Segundo o texto sobre o judaísmo na Palestina, em que ano Alexandre morreu?

Texto da página:
>>>

VINDO, porém, a plenitude do tempo, Deus enviou seu Filho, nascido de mulher, nascido sob a lei. Gálatas 4:4
Os primeiros cristãos - Paulo entre eles - não criam que o tempo e o lugar do nascimento de Jesus foram deixados ao acaso. Pelo contrário, aqueles cristãos viam a mão de Deus preparando o advento de Jesus em todos os acontecimentos anteriores ao Natal, e em todas as circunstâncias históricas que o rodearam. O mesmo pode ser dito do nascimento da igreja, que é o resultado da obra de Jesus. Deus havia preparado o caminho para que os discípulos, uma vez recebido o poder do Espírito Santo, pudessem lhe ser testemunhas "em Jerusalém, em toda Judeia e Samaria, e até aos confins da terra" (Atos 1:8).
Portanto, a igreja nunca foi uma comunidade desprovida de todo contato com o mundo exterior. Os primeiros cristãos eram judeus do século primeiro, e foi como judeus do século primeiro que escutaram e receberam o evangelho. Depois, a nova fé foi se propagando, tanto entre os judeus que viviam fora da Palestina como entre os gentios que viviam no Império Romano e ainda fora dele. Em consequência, a fim de compreender a história da igreja em seus primeiros séculos, devemos primeiro dar uma olhada neste mundo em que a igreja se desenvolveu.
O Judaísmo na Palestina
Palestina, a região onde o cristianismo deu os seus primeiros passos, foi sempre uma terra sofrida. Em tempos antigos, isso se deveu principalmente a sua posição geográfica, que a colocava na encruzilhada das grandes rotas comerciais que uniam o Egito à Mesopotâmia, e a Arábia com a Ásia Menor. E através de toda a história do Velho Testamento, esta estreita faixa de terreno se viu cobiçada e invadida, umas vezes pelo Egito, e outras vezes pelos grandes impérios que surgiram na região da Mesopotâmia e Pérsia. No século IV a.C., com Alexandre e suas hostes macedônicas, um novo contendente entrou na arena. Ao derrotar os persas, Alexandre se fez dono da Palestina Alexandre morreu no ano 323 a.C., e seguiram então longos anos de instabilidade política. A dinastia dos Ptolomeus, fundada por um dos generais de Alexandre, se apoderou do Egito, enquanto que os Selêucidas, de semelhante origem, se fizeram donos da Síria. De novo a Palestina resultou ser a maçã da discórdia nas lutas entre os Ptolomeus e os Selêucidas.
As conquistas de Alexandre tiveram uma base ideológica. O propósito de Alexandre não era simplesmente conquistar o mundo, mas unir toda a humanidade sob uma mesma civilização de tonalidade marcadamente grega. O resultado disto foi o helenismo, que tendia a combinar elementos puramente gregos com outros tomados das diversas civilizações conquistadas. Ainda que o caráter preciso do helenismo tenha variado de região a região, em termos gerais foi a bacia oriental do Mediterrâneo que lhe deu uma unidade que serviu primeiro à expansão do Império Romano e depois à pregação do evangelho. Mas para os judeus o helenismo não era uma bênção. Posto que parte da ideologia helenista consistia em equiparar e confundir os deuses de diversos povos, os judeus viam no helenismo uma séria ameaça à fé no Deus único de Israel. Por isso, a história da Palestina, desde a conquista de Alexandre até a destruição de Jerusalém, no ano de 70 d.e., pode se ver como um conflito constante entre as pressões do helenismo por uma parte e a fidelidade dos judeus a seu Deus e suas tradições por outra.

<<<

Dados coletados:
>>>

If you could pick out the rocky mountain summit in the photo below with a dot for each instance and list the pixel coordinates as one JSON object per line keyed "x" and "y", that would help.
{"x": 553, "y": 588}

<<<

Tarefa concluída:
No ano 323 a.C.